Start of Materials provided
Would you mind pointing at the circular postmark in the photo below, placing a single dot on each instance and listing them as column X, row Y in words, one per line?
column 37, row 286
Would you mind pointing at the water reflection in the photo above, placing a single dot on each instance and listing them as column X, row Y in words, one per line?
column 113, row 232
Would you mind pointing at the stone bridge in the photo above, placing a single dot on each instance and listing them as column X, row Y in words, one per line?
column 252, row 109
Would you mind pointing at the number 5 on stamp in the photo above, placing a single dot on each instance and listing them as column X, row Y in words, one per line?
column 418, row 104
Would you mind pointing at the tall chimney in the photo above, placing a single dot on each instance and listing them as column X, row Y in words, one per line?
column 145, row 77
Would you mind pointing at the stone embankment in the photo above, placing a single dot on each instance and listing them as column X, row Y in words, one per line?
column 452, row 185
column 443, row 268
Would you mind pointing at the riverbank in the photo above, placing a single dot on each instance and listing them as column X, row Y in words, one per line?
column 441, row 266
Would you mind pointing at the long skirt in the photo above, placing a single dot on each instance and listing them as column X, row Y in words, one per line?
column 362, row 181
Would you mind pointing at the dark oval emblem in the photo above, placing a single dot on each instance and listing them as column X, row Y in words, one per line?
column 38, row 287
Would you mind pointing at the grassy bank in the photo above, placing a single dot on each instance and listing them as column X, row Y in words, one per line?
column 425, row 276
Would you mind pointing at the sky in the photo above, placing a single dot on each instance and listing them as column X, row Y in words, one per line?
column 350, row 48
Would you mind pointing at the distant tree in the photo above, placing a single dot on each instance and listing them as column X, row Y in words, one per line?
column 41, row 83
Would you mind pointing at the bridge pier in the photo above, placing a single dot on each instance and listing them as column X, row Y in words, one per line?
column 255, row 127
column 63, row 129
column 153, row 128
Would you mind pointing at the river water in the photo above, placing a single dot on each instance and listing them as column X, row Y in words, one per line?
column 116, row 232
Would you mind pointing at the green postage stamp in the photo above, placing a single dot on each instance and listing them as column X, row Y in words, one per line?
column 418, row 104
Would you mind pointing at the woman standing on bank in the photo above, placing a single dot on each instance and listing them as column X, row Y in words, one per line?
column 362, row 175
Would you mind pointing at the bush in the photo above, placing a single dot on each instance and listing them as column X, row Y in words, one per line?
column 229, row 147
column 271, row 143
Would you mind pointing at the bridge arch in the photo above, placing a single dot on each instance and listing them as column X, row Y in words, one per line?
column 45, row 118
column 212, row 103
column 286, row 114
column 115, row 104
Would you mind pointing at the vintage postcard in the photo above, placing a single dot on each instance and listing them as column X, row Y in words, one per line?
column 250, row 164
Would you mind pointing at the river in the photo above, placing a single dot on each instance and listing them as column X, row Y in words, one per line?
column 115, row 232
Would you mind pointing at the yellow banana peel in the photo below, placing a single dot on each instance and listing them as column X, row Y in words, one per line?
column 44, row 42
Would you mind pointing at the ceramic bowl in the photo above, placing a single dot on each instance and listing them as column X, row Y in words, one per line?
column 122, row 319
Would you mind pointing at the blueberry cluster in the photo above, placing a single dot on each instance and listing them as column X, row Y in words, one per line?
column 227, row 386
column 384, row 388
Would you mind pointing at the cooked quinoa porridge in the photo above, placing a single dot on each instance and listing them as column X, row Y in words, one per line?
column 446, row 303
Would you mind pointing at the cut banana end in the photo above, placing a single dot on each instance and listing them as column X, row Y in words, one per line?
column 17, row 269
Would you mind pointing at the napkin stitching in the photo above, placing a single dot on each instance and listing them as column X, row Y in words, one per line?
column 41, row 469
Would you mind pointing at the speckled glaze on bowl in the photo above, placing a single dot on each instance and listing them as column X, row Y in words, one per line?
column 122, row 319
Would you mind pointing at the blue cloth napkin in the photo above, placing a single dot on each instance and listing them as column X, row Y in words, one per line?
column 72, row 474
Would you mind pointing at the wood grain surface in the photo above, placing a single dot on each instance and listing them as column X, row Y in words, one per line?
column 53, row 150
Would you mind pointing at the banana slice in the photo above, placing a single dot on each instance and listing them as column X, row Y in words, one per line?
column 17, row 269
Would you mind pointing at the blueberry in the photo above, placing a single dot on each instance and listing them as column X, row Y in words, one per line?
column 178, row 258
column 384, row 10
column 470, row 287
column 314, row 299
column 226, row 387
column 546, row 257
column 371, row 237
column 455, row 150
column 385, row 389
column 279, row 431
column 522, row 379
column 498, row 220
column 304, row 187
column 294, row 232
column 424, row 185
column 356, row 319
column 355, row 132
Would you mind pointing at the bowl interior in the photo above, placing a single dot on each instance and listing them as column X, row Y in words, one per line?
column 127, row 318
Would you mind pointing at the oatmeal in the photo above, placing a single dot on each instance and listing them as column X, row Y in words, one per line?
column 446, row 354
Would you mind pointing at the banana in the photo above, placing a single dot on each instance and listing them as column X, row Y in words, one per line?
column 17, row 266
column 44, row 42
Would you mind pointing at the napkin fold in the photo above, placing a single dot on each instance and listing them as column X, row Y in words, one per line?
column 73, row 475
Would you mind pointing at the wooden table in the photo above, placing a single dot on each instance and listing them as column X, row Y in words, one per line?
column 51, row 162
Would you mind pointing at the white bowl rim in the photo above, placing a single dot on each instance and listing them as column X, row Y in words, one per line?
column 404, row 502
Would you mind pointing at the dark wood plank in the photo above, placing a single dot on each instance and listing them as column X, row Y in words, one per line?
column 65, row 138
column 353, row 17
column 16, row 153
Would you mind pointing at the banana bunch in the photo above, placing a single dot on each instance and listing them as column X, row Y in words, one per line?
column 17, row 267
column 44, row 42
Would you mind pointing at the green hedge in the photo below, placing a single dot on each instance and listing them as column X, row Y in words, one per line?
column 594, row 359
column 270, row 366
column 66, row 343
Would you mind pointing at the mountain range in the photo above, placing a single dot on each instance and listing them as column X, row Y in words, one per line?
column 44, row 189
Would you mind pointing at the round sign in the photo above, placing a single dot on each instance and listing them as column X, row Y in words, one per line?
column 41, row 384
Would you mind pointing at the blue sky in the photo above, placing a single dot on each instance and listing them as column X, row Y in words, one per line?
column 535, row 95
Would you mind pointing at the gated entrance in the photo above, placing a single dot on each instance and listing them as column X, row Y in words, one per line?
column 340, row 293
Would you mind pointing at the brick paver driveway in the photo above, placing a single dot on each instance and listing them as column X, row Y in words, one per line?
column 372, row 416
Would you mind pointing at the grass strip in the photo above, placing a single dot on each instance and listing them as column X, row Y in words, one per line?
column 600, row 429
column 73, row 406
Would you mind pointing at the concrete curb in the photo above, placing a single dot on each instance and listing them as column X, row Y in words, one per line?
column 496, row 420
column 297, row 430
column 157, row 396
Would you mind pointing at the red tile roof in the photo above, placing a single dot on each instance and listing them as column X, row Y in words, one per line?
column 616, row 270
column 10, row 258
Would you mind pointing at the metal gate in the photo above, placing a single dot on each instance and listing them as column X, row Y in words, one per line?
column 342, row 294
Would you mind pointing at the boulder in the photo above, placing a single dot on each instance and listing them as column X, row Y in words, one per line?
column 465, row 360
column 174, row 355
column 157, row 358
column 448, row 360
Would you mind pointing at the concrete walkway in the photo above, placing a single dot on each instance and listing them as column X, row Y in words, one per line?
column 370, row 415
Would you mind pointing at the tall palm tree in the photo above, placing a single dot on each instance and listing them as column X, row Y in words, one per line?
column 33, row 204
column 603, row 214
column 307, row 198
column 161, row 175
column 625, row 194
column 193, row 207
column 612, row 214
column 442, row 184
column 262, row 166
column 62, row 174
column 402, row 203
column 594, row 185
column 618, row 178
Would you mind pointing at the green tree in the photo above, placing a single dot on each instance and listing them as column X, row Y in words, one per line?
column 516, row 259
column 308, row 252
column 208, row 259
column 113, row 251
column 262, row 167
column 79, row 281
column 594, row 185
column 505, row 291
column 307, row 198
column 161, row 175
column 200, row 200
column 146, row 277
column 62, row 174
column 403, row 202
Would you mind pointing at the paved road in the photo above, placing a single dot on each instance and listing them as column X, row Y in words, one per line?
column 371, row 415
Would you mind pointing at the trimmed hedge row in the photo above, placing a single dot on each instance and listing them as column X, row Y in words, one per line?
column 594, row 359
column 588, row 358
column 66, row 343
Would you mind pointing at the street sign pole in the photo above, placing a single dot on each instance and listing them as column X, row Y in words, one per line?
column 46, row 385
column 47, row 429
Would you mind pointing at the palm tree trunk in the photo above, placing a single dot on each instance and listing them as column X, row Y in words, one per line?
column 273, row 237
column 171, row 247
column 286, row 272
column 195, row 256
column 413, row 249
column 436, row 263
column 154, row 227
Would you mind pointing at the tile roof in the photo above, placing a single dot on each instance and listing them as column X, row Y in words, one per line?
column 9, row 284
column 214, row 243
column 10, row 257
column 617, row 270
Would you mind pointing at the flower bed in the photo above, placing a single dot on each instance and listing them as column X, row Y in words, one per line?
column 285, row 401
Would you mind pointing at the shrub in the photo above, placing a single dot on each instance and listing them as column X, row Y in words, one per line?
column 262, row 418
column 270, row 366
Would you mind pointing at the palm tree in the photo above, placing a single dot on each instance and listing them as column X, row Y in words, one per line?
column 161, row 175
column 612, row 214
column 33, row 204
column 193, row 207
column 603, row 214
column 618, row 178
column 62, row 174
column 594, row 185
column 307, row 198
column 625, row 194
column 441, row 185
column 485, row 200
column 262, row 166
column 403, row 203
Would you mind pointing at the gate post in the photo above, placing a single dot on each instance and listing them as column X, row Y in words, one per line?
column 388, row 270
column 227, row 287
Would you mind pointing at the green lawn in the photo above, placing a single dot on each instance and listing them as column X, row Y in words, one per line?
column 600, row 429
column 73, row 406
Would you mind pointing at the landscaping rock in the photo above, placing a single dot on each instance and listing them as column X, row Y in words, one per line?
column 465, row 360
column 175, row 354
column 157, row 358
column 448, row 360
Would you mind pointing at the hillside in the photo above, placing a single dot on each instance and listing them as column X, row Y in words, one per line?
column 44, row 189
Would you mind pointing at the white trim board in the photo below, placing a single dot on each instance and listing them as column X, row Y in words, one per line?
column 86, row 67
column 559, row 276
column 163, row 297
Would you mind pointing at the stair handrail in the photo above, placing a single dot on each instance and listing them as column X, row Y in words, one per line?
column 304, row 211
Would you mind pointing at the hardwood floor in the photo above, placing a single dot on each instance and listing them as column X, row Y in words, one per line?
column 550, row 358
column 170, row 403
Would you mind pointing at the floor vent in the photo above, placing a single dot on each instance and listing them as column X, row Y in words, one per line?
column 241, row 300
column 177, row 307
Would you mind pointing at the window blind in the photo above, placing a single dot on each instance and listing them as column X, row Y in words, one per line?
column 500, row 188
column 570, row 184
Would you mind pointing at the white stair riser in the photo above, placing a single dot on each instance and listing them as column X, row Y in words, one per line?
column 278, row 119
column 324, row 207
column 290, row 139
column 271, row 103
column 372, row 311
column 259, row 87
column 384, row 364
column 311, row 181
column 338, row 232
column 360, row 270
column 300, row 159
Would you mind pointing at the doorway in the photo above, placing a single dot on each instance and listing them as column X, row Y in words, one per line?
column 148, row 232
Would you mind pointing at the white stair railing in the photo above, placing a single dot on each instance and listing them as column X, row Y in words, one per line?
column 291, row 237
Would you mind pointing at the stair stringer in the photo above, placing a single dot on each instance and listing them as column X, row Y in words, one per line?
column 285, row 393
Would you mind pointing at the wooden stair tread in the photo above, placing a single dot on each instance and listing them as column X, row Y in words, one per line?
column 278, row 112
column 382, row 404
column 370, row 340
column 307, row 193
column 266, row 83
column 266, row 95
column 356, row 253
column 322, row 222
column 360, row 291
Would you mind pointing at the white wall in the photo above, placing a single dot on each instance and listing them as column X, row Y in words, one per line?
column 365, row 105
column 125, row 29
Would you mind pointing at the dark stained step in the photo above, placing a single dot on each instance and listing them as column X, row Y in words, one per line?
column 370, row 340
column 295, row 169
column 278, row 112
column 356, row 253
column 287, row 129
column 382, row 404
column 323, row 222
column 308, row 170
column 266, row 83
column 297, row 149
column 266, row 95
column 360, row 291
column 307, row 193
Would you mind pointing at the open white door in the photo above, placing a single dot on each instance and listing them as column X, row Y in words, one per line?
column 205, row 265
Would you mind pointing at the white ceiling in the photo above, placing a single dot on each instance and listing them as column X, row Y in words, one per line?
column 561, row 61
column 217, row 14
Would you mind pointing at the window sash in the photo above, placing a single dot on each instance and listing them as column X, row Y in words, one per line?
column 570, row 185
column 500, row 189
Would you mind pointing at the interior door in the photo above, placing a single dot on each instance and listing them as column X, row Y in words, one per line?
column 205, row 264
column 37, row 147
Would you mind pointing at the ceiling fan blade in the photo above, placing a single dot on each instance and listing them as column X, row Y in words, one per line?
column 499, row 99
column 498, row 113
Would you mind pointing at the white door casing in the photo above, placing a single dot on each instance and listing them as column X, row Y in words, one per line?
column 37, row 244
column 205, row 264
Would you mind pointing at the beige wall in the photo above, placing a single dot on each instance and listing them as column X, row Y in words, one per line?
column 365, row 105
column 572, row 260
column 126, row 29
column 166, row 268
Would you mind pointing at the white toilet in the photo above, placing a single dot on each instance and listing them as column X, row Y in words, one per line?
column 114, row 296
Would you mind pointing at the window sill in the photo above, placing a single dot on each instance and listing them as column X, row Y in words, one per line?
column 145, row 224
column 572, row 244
End of Materials provided
» What you have to do
Restate the line containing "Would you mind pointing at the open" and every remaining line of the records word for word. Add nothing.

» Task answer
Would you mind pointing at the open white door in the photo above, placing a single dot on each instance and listing them as column X, row Y in words, one per line?
column 205, row 265
Would you mind pointing at the white ceiling in the photo above, placing a single dot on each instance and listing them as column X, row Y in words, one per line?
column 561, row 61
column 217, row 14
Would you mind pointing at the window sash in the photo above, placing a single dot on each instance and listing them as column X, row Y in words, one per line?
column 570, row 185
column 500, row 189
Would you mind pointing at the interior door in the photo above, placing a single dot on each instance and listing them as column X, row Y in words, one per line?
column 205, row 264
column 37, row 147
Would you mind pointing at the ceiling fan blade in the photo above, placing a single dot on each instance and listing them as column X, row Y in words, one per line?
column 499, row 99
column 498, row 113
Would you mind pointing at the white door casing in the photo above, placing a single dot on each instance and listing them as column X, row Y in words, one per line?
column 37, row 244
column 205, row 264
Would you mind pointing at the beige wall in the photo above, placing a single dot on each instance and listing them as column X, row Y in words, one per line?
column 365, row 105
column 572, row 260
column 126, row 29
column 166, row 268
Would you mind pointing at the white toilet in the photo above, placing a single dot on each instance and listing them as column X, row Y in words, one per line?
column 114, row 296
Would you mind pointing at the window sill in the photo above, placing a single dot on each instance and listing them as column X, row Y in words, one per line?
column 145, row 224
column 572, row 244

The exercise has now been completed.